» Task objective: Every entry here needs to be repeated exactly.

——

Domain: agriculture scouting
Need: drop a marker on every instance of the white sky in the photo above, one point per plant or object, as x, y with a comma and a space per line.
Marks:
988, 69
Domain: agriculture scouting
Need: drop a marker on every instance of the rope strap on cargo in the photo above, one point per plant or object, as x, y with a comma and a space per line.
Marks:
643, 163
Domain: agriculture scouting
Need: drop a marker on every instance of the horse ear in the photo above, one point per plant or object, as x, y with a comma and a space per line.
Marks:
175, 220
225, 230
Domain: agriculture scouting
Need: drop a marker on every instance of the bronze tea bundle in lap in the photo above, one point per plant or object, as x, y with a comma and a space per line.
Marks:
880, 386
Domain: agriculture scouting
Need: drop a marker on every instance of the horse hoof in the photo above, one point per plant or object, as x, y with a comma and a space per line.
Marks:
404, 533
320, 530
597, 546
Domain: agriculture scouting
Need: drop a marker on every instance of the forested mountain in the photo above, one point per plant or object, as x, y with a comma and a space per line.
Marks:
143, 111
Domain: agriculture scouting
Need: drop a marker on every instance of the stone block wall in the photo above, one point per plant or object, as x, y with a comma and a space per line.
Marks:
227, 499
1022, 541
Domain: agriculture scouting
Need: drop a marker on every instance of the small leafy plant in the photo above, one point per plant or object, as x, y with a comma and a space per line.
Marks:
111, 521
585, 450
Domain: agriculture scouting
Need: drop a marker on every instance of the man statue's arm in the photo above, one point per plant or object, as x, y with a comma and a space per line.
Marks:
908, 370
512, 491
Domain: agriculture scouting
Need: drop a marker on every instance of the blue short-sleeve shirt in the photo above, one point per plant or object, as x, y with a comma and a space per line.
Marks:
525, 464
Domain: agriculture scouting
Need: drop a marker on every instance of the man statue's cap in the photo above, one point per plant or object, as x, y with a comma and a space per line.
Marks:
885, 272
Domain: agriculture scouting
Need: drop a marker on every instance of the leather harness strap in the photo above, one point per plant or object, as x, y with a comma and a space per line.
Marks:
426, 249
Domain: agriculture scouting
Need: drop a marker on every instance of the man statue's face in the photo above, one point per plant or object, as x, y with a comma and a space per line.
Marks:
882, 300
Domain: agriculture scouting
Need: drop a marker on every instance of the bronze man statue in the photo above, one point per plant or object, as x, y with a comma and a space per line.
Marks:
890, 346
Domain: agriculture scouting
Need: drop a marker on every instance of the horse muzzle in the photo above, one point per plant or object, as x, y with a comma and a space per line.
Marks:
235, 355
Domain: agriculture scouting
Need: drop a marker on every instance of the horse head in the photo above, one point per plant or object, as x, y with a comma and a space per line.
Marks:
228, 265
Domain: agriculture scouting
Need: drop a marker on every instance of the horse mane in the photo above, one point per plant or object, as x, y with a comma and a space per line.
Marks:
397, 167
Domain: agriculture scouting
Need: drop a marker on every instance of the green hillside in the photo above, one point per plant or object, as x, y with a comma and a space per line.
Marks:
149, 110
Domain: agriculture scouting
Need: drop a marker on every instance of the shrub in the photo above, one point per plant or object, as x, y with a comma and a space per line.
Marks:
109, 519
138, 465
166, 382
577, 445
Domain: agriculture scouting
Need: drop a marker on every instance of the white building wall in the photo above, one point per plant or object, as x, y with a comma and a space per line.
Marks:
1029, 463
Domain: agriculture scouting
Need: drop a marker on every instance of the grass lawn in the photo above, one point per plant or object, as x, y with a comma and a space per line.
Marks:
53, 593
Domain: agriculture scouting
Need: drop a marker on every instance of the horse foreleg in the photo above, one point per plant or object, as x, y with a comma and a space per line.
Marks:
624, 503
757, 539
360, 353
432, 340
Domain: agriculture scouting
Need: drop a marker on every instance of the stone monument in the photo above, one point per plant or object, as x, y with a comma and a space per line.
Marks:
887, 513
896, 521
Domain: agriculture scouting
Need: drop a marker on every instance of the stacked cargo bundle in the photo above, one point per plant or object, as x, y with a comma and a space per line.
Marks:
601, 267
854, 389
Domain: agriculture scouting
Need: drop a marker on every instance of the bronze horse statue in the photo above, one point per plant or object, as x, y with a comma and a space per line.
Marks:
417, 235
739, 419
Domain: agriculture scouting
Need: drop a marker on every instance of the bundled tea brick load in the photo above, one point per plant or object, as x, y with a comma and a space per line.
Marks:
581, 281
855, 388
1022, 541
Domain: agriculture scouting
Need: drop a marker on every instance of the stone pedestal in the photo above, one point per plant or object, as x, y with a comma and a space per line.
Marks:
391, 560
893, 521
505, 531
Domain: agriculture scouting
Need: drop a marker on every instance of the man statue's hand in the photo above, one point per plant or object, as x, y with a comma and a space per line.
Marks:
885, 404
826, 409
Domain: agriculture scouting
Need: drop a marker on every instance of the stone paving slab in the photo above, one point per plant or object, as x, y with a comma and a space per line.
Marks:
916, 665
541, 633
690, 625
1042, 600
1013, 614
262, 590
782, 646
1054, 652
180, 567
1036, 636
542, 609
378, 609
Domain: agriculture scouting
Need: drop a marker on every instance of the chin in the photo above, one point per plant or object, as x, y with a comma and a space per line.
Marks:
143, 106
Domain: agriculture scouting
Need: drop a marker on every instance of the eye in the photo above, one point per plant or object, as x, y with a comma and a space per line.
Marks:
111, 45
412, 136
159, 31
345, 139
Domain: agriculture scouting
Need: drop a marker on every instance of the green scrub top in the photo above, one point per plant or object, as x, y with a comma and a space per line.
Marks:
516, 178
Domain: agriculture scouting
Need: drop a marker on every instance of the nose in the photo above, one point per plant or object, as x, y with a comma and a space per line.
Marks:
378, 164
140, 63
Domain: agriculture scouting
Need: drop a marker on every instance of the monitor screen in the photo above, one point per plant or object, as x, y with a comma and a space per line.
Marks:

——

» Output of the task:
Domain: agriculture scouting
Need: drop a marker on every instance of the white sky in the photo above, one point per plant or object, as x, y with a comma and a space per line.
Marks:
988, 69
Domain: agriculture scouting
Need: drop a marker on every instance of the rope strap on cargo in the photo above, one point per plant or object, as x, y with a comma and a space per line.
Marks:
643, 163
Domain: agriculture scouting
Need: drop a marker on every instance of the horse ear in the photo above, one point per plant or object, as x, y with a comma and a space per line.
Marks:
175, 220
225, 230
Domain: agriculture scouting
Need: drop a marker on every instance of the bronze tea bundle in lap in the photo above, one point per plant or object, as x, y with a comma and a space per line.
Marks:
880, 386
Domain: agriculture scouting
Need: drop a marker on every instance of the horse hoof in the photo above, one point per plant or object, as x, y with a comma and a space per line.
Marks:
404, 533
320, 530
597, 546
Domain: agriculture scouting
Need: drop a marker on every instance of the forested mountain in the photo above, one point per plant or object, as x, y with a comma and a space per line.
Marks:
143, 111
Domain: agriculture scouting
Need: drop a marker on every instance of the stone block wall in the photo above, one point per plant or object, as x, y with a comma and a space per line.
Marks:
227, 499
1022, 541
Domain: agriculture scouting
Need: drop a marker on every instance of the small leafy plant in the photo above, one point per plant or object, as x, y with a comma and a space per line.
Marks:
111, 521
585, 450
Domain: agriculture scouting
Need: drop a marker on every instance of the man statue's arm in the photo above, one point per plant or object, as x, y with a comma and a space per line.
Marks:
908, 370
512, 491
Domain: agriculture scouting
Need: drop a marker on every instance of the blue short-sleeve shirt in the photo above, one point per plant or object, as x, y with a comma and a space per line.
Marks:
525, 464
Domain: agriculture scouting
Need: drop a marker on every instance of the man statue's cap in the photo above, one point per plant or object, as x, y with a comma and a space per line.
Marks:
885, 272
Domain: agriculture scouting
Need: drop a marker on every instance of the leather harness strap in the photo above, one point per plant or object, as x, y with a comma and a space per line.
Marks:
426, 249
Domain: agriculture scouting
Need: drop a marker on every instance of the man statue's face in the photo above, one point per plant or object, as x, y with a comma and a space per line.
Marks:
882, 300
Domain: agriculture scouting
Need: drop a marker on every instance of the bronze man statue in the photo above, one point per plant or object, as x, y with a comma and a space per line.
Marks:
890, 346
Domain: agriculture scouting
Need: drop a marker on every instance of the horse muzzle in the photo above, one point per plant or object, as x, y with a comma and a space per line.
Marks:
235, 355
Domain: agriculture scouting
Need: drop a marker on every instance of the horse head in the photo above, one point per plant or object, as x, y with a comma and a space per line.
Marks:
228, 265
Domain: agriculture scouting
Need: drop a marker on every instance of the horse mane in the photo above, one point per plant or object, as x, y with a comma and a space per line.
Marks:
397, 167
Domain: agriculture scouting
Need: drop a marker on every instance of the green hillside in the photo above, one point per plant or object, as x, y with a comma and a space per line.
Marks:
149, 110
Domain: agriculture scouting
Need: drop a marker on every instance of the shrub in the photo above, one point per plant or object, as x, y with a comma and a space per line.
Marks:
109, 519
138, 465
166, 382
577, 445
Domain: agriculture scouting
Need: drop a marker on every instance of the white building wall in the photo above, one point per plant or object, as x, y with a comma and a space per line.
Marks:
1029, 463
Domain: agriculture scouting
Need: drop a marker on every instance of the grass lawn in the photo above, one point per plant or object, as x, y with a comma and a space per line.
Marks:
53, 593
Domain: agriculture scouting
Need: drop a marker on every instance of the horse foreleg in the photo above, one point per plant or object, as x, y with a comma and a space per line.
Marks:
624, 503
757, 539
360, 353
432, 340
Domain: agriculture scouting
Need: drop a marker on every instance of the stone monument in the photo above, one point per plant or object, as x, y with a comma and a space per line.
Marks:
887, 513
896, 521
Domain: agriculture scouting
Need: drop a marker on every instance of the stacked cargo bundle in the photo above, one point per plant or object, as x, y with a comma and a space per line.
Marks:
601, 267
854, 389
Domain: agriculture scouting
Need: drop a marker on every instance of the bronze horse statue in the photo above, one point per plant or object, as x, y with a comma and a space per line.
Marks:
417, 235
739, 419
Domain: agriculture scouting
Need: drop a marker on every instance of the bundled tea brick load in the photo above, one point per plant or object, as x, y with a comma and a space per line.
Marks:
581, 281
855, 388
1022, 541
Domain: agriculture scouting
Need: drop a marker on every instance of the stone pedestal in the photo above, one point per plant or object, as x, y with a comma and a space per line.
Marks:
391, 560
893, 521
505, 531
Domain: agriculture scouting
Need: drop a marker on every instance of the man statue's hand in the photo above, one point per plant or object, as x, y with a comma and a space per line.
Marks:
885, 404
826, 409
Domain: agriculture scouting
Need: drop a marker on every instance of the stone paving slab in the photo above, one point per plant or object, as x, y with a comma and a space per line.
Marks:
916, 665
541, 633
690, 625
1042, 600
1013, 614
262, 590
782, 646
1054, 652
180, 567
1036, 636
542, 609
378, 609
Domain: agriculture scouting
Need: drop a marker on every instance of the chin in the photo above, one point per plant or object, as x, y with a comma and a space per line.
Marks:
143, 106
Domain: agriculture scouting
Need: drop a marker on every instance of the eye in the photo above, one point per plant or object, as x, y with a comma and a space per line.
Marks:
111, 45
412, 136
159, 31
345, 139
Domain: agriculture scouting
Need: drop a marker on every instance of the green scrub top in the photo above, one point per plant or object, as x, y with a comma and a space per line.
Marks:
516, 178
Domain: agriculture scouting
Need: drop a marker on every instance of the nose in the photo above, one point per plant or object, as x, y with a comma and a space per line.
Marks:
378, 164
140, 63
Domain: agriculture scouting
Need: drop a marker on every instance of the monitor screen in the photo above, one point per plant or object, as x, y with a comma and a space per line.
Marks:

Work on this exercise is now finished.